**Saved data entries:**
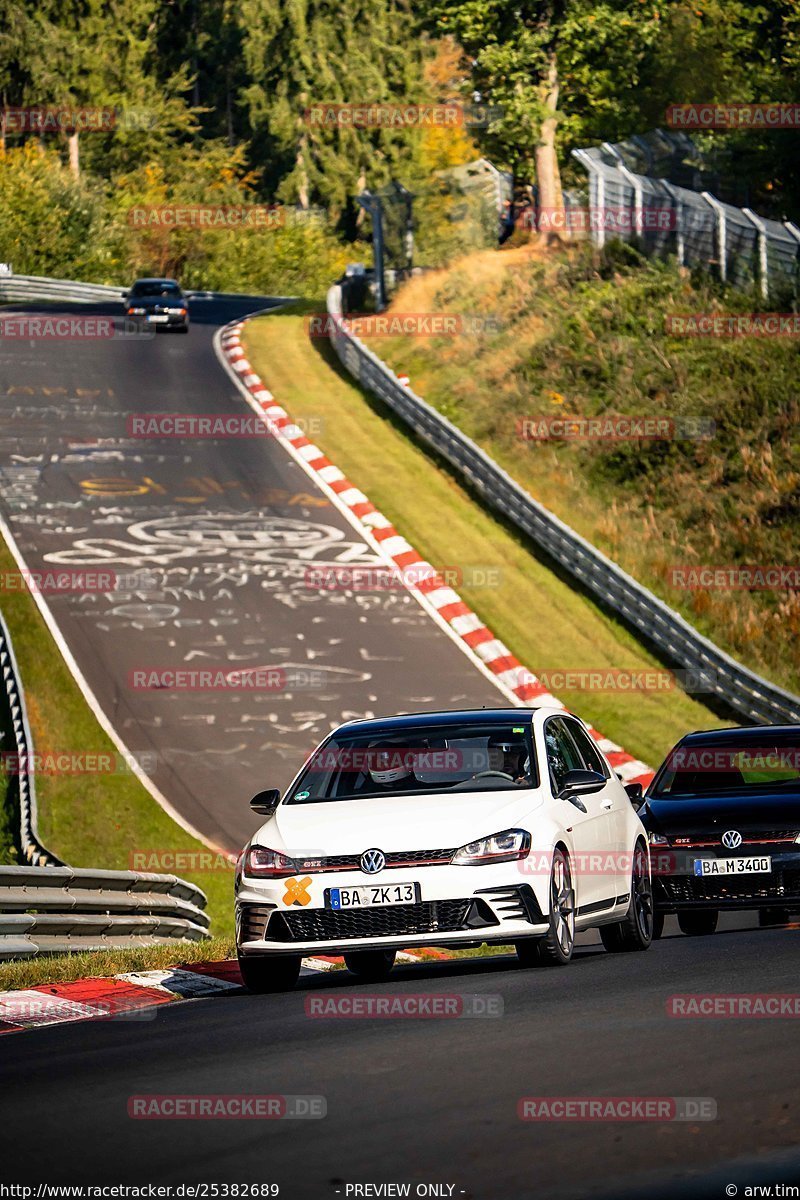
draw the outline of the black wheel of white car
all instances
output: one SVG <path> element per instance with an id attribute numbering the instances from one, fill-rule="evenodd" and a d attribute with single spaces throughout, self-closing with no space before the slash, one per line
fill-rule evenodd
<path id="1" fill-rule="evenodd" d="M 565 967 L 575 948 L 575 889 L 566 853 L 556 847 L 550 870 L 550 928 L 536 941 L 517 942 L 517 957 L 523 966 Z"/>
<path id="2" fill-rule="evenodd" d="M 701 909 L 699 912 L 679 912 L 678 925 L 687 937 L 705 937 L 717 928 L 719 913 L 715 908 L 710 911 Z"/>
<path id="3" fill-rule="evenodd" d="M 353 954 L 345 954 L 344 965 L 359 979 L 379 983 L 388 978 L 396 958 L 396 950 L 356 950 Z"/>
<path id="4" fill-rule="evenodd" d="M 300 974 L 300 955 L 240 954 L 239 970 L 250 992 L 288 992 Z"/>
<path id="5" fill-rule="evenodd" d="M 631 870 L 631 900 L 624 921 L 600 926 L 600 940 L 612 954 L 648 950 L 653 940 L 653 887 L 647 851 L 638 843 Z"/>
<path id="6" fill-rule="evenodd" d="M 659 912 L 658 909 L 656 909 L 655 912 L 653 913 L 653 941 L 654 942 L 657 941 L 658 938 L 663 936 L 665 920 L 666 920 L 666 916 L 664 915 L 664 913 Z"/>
...
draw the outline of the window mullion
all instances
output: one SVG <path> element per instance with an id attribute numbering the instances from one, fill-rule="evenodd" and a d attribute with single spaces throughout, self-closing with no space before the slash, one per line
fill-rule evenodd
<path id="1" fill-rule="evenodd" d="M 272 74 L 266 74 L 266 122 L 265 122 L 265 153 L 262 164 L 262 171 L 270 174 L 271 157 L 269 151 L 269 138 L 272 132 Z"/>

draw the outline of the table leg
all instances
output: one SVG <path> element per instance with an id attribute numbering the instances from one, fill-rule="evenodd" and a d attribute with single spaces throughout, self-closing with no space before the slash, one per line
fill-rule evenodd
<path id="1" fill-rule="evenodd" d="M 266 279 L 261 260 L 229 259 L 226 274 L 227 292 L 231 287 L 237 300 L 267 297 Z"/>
...
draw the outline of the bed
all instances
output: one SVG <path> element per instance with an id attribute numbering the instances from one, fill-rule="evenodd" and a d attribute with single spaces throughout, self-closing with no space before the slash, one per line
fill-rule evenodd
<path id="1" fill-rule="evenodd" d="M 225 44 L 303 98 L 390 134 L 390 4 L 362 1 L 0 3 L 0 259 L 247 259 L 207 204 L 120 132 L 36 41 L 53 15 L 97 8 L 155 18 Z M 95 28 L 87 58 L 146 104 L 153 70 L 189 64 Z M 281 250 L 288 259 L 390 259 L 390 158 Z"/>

**Exercise:** If a line in the records contains the word "outline", copy it.

**Response to the exercise:**
draw the outline of the black wheel of white car
draw the outline of the window mullion
draw the outline of the table leg
draw the outline of the bed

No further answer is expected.